What you will do ▸ Count the lines in the rows below that contain the word "this", matching case exactly, and reply with only the number.

Record extracts ▸

┌──

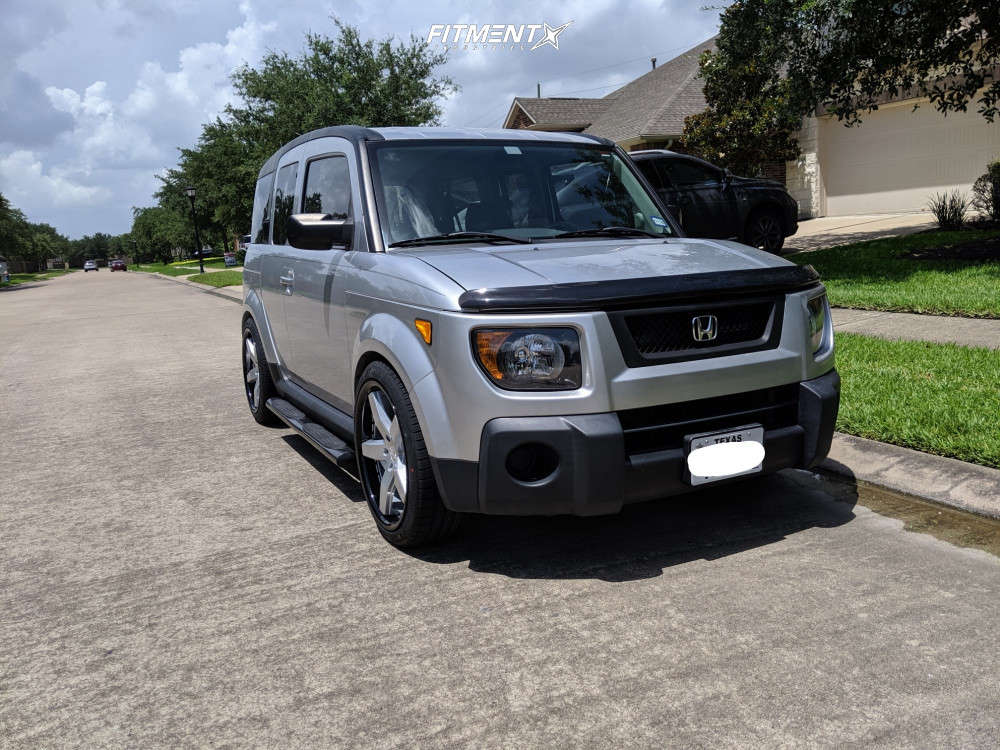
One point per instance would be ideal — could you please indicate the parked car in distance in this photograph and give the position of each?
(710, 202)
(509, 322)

└──
┌──

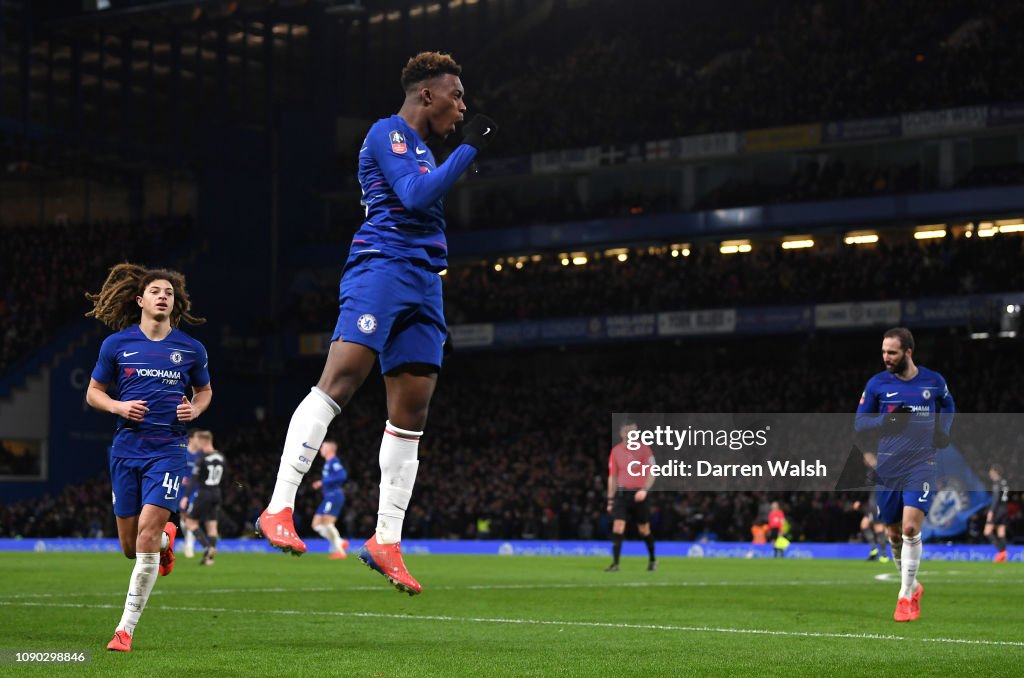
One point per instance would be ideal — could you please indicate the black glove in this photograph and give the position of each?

└──
┌──

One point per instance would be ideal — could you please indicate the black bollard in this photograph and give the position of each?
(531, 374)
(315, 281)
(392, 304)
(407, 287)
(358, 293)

└──

Exercise response ▸ 3